(Dataset records)
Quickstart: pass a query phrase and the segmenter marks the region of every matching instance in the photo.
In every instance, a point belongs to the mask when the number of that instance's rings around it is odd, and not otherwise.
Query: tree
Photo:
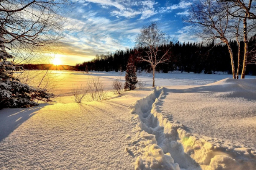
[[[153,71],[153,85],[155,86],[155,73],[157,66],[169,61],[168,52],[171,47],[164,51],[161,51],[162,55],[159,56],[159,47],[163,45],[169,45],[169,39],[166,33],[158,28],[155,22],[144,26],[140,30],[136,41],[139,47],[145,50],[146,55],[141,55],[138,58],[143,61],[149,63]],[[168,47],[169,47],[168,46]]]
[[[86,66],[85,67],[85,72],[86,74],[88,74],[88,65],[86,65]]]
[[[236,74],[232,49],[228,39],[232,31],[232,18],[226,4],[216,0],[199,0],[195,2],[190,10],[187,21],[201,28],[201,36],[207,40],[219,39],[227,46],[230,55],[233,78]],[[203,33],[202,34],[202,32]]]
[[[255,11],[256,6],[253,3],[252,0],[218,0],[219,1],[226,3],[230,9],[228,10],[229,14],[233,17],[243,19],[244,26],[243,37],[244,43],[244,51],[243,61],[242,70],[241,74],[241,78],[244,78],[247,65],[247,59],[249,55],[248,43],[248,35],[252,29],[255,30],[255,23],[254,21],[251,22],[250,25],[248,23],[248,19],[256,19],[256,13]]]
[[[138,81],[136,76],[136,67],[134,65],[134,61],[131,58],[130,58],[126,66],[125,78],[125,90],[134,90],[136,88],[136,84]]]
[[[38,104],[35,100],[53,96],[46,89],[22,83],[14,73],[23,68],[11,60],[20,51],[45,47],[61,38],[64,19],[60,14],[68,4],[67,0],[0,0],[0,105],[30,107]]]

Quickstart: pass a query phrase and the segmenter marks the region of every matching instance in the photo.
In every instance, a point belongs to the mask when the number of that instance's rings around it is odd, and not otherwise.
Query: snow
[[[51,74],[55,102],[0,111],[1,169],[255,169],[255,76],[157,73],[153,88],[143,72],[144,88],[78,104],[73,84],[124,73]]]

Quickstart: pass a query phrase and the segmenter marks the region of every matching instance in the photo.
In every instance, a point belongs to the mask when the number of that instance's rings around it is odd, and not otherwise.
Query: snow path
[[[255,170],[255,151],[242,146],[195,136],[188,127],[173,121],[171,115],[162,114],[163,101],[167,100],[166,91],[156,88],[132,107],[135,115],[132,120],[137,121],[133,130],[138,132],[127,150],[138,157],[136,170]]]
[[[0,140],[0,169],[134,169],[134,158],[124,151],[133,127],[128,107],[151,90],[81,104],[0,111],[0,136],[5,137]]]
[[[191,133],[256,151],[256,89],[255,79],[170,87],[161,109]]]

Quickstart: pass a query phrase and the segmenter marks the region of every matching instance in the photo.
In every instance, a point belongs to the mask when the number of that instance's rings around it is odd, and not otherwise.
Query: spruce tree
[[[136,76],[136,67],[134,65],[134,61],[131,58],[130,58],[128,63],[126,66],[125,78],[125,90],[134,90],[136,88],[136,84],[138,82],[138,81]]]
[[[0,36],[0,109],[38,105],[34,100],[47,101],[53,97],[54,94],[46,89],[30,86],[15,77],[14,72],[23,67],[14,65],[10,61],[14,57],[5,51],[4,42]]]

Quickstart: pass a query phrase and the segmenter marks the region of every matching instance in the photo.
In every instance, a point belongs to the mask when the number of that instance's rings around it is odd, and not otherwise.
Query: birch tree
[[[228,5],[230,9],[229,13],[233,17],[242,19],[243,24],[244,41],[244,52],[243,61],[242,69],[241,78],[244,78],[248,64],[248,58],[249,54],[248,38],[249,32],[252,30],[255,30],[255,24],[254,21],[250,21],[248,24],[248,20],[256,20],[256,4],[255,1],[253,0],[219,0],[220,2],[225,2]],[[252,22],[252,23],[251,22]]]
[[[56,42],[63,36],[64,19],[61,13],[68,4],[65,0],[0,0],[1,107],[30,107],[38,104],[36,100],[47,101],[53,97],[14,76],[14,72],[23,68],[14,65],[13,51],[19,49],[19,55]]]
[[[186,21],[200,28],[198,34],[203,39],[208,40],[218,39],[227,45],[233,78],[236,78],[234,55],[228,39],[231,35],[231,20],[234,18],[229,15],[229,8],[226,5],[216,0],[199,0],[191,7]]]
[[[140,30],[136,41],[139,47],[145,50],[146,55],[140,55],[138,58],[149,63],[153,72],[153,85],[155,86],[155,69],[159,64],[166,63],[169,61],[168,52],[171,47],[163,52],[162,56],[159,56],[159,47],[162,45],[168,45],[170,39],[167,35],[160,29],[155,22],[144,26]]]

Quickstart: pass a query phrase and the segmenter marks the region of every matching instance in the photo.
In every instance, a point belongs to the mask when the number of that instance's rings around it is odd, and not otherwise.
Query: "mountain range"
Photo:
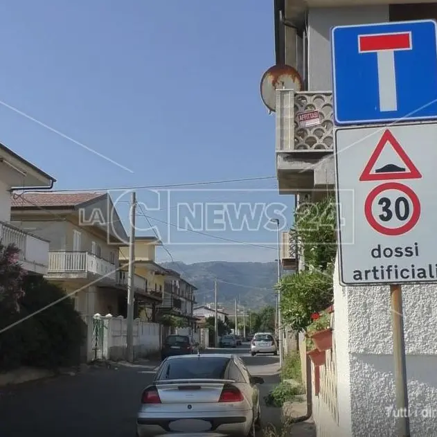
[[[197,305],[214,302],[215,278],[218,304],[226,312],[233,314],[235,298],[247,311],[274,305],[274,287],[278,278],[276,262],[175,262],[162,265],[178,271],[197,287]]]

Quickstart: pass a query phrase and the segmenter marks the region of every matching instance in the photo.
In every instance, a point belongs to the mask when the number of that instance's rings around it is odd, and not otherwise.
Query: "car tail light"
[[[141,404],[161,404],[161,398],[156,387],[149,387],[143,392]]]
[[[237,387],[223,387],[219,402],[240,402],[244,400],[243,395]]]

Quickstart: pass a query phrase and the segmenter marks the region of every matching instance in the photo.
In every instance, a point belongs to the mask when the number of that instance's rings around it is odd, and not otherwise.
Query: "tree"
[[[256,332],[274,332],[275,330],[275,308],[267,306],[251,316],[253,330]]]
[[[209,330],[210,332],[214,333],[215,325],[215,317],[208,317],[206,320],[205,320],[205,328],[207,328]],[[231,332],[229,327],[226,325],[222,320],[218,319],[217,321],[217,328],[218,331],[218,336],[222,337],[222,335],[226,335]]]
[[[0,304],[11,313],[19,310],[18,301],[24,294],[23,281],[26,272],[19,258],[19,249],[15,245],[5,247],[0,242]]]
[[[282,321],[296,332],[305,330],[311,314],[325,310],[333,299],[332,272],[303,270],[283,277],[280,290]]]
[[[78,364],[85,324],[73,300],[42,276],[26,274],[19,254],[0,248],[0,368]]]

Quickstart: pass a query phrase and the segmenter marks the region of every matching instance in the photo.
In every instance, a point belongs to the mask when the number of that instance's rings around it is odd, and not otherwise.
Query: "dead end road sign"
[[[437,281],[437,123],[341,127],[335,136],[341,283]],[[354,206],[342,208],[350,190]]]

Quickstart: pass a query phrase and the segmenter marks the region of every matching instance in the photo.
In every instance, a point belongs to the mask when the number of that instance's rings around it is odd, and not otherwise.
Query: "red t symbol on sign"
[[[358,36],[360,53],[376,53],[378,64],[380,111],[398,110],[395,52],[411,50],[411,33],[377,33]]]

--

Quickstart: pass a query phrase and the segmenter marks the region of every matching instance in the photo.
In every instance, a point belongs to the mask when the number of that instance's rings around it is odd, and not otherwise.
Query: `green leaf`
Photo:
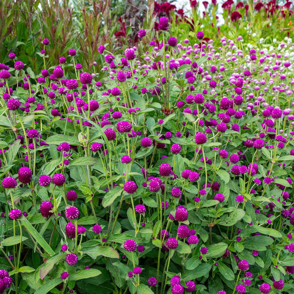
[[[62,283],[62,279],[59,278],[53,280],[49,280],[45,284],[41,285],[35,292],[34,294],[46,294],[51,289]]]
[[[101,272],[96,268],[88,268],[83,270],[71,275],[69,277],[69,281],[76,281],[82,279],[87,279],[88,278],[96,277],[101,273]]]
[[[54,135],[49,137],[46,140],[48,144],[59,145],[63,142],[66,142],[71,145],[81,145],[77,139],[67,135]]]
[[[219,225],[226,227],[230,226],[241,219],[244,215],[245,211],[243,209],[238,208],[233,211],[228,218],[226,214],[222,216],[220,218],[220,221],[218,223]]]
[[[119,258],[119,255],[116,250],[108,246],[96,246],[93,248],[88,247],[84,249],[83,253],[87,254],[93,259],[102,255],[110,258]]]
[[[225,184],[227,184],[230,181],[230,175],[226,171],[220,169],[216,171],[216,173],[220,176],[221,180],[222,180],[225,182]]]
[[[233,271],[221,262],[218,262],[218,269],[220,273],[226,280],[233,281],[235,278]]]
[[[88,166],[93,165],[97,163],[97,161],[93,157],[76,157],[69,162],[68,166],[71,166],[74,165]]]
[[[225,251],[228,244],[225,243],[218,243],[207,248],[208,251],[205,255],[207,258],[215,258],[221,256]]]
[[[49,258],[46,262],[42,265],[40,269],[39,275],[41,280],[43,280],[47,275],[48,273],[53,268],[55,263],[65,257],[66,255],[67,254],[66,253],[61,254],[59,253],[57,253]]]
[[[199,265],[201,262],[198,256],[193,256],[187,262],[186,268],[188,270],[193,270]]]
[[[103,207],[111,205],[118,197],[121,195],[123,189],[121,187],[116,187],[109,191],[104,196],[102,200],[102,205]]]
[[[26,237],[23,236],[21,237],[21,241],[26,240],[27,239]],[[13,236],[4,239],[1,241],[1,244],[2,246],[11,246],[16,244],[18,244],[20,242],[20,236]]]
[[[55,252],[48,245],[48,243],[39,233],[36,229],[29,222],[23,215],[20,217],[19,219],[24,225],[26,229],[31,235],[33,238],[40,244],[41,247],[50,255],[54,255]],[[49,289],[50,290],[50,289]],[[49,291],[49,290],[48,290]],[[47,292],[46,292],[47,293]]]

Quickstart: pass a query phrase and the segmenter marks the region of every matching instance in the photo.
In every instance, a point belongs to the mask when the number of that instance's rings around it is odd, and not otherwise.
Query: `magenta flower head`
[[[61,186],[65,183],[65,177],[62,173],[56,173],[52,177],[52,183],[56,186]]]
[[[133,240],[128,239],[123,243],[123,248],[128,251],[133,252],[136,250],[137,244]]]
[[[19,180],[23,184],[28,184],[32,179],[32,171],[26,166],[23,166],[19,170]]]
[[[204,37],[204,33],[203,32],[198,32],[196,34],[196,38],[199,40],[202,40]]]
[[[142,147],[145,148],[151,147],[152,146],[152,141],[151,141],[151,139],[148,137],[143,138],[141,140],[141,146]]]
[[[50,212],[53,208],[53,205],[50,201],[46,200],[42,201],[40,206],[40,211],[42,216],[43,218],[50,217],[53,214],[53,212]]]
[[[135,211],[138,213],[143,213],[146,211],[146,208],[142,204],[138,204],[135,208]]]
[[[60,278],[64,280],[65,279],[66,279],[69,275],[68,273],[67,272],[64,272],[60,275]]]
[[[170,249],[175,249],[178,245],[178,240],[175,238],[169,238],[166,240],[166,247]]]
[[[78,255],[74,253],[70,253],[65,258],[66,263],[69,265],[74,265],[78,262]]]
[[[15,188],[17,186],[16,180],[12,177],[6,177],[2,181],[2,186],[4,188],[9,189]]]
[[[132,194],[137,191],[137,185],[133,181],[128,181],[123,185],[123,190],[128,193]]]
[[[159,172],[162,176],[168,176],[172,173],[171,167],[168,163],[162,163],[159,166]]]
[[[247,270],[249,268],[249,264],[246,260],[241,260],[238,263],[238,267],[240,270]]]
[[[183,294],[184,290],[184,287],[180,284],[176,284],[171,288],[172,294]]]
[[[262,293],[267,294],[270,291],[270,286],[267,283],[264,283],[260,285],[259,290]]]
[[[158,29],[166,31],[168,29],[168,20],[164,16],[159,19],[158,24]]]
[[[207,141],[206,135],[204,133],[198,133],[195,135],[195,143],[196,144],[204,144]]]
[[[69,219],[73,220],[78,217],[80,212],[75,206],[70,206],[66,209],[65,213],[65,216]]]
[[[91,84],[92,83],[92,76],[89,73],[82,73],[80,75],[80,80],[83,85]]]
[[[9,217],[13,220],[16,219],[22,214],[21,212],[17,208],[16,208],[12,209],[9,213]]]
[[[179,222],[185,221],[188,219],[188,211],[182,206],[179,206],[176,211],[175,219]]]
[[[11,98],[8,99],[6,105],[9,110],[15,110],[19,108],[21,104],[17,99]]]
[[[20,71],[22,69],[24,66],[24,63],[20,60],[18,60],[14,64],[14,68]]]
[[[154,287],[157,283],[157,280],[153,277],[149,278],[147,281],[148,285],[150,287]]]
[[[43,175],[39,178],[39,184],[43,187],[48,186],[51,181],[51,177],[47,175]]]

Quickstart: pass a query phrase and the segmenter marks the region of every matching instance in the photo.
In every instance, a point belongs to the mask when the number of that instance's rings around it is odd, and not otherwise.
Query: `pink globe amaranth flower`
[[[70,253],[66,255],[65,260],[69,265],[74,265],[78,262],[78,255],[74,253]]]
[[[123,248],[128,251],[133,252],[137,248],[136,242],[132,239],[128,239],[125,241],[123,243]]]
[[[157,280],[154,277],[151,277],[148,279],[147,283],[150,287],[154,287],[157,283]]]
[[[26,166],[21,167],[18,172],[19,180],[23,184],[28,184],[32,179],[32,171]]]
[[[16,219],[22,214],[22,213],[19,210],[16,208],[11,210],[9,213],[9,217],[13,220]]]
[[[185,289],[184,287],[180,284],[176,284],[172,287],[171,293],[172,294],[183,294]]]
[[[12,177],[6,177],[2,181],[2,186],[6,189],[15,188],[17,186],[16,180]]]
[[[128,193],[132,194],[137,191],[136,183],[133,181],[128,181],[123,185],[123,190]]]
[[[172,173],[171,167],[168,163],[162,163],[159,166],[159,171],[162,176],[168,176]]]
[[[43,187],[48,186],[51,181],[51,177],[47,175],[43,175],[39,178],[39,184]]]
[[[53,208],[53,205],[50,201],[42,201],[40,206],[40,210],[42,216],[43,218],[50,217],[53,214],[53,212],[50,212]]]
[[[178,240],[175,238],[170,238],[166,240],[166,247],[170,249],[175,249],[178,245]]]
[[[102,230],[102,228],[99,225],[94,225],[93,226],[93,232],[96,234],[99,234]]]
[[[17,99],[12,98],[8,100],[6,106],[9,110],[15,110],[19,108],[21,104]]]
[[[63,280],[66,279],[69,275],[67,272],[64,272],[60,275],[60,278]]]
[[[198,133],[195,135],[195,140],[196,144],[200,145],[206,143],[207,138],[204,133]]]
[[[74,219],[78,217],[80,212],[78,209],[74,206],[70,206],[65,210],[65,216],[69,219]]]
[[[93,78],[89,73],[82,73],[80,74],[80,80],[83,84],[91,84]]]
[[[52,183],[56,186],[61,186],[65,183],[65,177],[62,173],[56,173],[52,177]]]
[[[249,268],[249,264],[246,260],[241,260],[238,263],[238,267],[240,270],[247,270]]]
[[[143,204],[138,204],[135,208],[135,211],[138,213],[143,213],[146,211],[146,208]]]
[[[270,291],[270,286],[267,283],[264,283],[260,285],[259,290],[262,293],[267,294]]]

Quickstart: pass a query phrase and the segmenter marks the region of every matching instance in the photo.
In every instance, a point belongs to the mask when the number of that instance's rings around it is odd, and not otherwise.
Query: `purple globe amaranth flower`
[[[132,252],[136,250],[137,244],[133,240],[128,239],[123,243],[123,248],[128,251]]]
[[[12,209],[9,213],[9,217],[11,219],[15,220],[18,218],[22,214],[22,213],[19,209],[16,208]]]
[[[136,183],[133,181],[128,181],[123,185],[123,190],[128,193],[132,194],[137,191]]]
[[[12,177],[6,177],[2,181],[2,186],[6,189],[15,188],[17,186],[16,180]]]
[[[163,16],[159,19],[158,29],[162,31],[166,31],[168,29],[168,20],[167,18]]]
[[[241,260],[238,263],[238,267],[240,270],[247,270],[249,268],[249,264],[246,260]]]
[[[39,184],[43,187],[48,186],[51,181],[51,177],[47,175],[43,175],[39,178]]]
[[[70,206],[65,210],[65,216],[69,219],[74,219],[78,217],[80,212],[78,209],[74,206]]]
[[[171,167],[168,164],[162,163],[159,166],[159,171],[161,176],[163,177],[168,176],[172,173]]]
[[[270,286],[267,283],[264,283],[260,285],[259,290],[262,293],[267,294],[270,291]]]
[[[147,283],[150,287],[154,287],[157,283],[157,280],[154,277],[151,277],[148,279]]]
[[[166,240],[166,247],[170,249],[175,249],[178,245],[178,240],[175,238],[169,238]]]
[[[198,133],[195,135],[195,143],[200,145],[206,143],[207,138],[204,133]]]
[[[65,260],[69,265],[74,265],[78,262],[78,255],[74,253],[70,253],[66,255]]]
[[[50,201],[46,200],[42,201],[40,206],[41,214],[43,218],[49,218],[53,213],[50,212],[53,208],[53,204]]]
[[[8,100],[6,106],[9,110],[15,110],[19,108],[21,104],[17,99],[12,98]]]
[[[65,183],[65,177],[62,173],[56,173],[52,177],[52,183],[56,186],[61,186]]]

---

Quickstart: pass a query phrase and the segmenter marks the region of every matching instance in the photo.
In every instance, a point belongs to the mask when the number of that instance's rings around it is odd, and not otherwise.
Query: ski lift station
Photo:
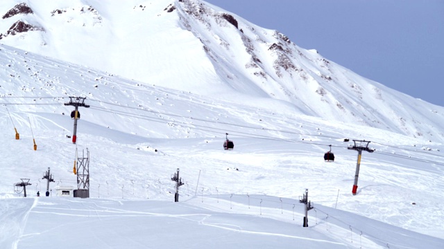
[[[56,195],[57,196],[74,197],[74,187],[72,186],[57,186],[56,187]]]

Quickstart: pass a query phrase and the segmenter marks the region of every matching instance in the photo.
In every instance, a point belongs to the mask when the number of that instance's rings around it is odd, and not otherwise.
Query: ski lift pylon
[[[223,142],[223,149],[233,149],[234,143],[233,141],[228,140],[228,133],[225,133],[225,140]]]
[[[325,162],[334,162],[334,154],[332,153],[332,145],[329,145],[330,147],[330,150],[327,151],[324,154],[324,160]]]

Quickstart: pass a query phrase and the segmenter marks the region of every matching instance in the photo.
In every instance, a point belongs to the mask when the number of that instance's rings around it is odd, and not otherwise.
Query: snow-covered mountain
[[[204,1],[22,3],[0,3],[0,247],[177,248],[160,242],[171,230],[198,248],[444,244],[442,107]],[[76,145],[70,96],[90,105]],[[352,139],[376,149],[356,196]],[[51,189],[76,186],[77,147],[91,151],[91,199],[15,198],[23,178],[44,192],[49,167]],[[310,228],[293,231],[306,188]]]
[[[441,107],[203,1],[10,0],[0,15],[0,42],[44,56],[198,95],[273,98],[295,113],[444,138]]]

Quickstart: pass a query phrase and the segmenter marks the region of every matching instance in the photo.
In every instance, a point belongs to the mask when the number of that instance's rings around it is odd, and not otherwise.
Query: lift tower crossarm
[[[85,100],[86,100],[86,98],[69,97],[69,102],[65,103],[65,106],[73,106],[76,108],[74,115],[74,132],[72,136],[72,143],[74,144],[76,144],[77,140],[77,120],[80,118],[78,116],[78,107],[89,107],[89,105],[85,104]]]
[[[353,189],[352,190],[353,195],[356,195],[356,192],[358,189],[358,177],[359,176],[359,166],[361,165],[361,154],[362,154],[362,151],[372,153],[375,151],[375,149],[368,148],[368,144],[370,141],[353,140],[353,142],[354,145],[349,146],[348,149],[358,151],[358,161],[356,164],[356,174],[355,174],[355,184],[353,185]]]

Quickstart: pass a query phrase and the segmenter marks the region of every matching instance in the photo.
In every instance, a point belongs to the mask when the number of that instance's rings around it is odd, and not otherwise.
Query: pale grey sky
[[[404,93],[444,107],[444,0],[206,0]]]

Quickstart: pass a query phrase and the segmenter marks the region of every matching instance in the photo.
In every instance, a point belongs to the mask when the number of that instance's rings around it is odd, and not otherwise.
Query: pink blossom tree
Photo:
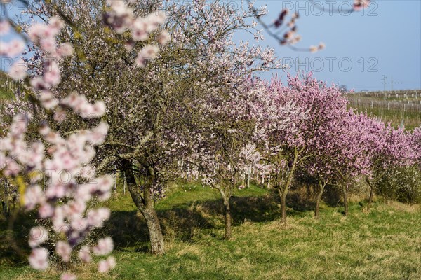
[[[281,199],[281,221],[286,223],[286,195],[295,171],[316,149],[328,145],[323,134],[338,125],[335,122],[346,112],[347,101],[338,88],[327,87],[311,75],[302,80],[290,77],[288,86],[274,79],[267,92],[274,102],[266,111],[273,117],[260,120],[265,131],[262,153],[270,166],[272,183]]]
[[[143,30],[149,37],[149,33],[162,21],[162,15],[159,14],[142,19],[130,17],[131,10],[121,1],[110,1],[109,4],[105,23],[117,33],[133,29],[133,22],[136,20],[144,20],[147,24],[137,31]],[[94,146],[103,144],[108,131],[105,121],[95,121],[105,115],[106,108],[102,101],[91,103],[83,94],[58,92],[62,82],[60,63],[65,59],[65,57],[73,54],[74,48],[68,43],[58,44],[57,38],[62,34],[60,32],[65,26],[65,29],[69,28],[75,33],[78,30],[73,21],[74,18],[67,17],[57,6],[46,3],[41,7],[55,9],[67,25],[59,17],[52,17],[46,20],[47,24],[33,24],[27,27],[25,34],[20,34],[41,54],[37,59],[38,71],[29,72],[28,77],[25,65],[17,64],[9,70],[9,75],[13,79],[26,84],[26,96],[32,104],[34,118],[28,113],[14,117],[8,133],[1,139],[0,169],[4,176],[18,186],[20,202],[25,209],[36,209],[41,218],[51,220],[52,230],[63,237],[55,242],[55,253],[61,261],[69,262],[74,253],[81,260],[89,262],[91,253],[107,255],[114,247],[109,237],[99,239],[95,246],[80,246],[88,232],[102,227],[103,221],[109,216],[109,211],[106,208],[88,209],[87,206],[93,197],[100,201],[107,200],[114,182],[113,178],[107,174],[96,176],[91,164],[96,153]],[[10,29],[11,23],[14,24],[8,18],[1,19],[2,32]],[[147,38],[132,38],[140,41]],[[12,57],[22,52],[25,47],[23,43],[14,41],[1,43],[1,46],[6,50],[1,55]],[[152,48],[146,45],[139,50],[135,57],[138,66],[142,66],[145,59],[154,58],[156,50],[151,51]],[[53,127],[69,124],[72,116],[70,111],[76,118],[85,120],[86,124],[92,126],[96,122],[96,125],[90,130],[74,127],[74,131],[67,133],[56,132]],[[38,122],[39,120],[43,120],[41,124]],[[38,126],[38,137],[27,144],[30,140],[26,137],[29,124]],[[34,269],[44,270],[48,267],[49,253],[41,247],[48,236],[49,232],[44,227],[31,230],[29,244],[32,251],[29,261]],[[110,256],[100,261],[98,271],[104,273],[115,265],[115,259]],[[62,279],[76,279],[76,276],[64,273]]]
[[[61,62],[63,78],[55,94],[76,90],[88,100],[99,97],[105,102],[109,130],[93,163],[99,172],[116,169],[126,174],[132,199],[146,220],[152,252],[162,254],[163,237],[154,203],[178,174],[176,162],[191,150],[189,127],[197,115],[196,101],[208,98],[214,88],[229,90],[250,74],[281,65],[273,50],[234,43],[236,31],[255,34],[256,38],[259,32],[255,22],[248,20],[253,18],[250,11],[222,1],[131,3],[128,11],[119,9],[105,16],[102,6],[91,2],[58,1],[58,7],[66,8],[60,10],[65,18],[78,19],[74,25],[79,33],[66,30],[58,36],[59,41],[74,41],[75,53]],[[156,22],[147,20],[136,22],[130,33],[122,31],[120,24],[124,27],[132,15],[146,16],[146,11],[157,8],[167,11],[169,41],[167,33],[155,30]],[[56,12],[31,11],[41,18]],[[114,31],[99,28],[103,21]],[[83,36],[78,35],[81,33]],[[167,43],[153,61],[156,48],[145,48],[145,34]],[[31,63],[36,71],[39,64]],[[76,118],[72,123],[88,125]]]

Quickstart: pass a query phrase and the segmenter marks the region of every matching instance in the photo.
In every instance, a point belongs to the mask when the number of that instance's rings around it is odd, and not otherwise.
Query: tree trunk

Exercise | Collect every line in the records above that contains the string "snow", and copy each of those lines in full.

Finished exercise |
Query: snow
Query: snow path
Query: snow-covered mountain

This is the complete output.